**PAGE TEXT:**
※

Then when the serpent was talking to Eve (with Adam standing right there, of course), the serpent misquoted God, which we all know. But also Eve, in trying to correct the serpent, also misquoted God…which gave deceit an open door. Eve took on herself a stricter rule than God did, and inaccurately prescribed it to God. It struck me how important it is to know and recall which things we do based on what God says and which we do based on culture, our country’s laws, or out of our own decisions — and how our relationships to each set of guidelines differ from one another.

I also never noticed that Adam was created outside of Eden, while it seems Eve was formed inside it, and of course Adam was made of dust, and Eve, from flesh (there was discussion on the Hebrew word most often translated “rib”, but anyway, flesh and bone). Again, not sure what to make of it all, just interesting to notice new things from a text I’ve read dozens of times.

※

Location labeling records
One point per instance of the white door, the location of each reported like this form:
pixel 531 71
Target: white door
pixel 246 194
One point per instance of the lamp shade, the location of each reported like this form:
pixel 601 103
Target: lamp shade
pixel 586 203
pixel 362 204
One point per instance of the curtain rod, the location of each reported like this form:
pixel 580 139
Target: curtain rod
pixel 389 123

※

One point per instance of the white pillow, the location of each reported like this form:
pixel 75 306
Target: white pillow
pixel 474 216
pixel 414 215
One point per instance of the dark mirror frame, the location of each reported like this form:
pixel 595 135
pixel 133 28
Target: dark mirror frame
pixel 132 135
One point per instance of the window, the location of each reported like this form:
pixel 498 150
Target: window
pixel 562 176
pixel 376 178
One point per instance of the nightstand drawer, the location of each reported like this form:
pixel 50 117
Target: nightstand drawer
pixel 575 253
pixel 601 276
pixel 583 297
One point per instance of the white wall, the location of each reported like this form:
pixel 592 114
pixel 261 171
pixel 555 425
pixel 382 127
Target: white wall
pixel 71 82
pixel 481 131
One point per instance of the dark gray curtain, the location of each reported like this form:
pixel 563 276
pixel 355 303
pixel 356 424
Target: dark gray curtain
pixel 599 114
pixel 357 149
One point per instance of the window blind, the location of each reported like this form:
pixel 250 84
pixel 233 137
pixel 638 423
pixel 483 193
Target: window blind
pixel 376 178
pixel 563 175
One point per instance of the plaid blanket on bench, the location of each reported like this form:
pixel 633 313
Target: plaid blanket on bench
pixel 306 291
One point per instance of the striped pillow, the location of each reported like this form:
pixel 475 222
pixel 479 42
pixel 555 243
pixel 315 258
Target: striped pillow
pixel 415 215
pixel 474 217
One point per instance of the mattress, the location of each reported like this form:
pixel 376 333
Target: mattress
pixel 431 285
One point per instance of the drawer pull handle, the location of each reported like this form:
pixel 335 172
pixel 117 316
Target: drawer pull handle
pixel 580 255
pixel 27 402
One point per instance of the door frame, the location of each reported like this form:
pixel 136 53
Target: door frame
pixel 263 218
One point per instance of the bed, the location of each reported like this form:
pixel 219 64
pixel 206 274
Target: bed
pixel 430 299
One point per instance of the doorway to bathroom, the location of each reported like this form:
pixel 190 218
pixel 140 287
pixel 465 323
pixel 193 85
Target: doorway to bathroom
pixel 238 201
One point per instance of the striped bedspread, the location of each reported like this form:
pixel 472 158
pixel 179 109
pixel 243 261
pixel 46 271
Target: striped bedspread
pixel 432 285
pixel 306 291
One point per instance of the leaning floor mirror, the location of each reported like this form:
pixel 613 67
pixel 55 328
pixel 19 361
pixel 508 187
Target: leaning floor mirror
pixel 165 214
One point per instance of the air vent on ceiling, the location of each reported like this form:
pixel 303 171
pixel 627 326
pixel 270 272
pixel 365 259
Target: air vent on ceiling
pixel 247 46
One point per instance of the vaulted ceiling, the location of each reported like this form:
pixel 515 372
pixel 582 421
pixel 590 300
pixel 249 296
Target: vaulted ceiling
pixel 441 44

※

**WORK INSTRUCTIONS:**
Summarize the passage about Adam and Eve in two sentences. These items have no connection to the passage about Adam and Eve.

**RESULT BELOW:**
When the serpent misquoted God to Eve, she also misquoted God in correcting it, taking on a stricter rule than God had given and wrongly attributing it to God, which gave deceit an open door and shows how important it is to know which things we do because of what God says and which come from culture, laws, or our own decisions. The writer also notices that Adam was created outside Eden from dust, while Eve seems to have been formed inside it from flesh, and finds it interesting to see new things in a text read dozens of times.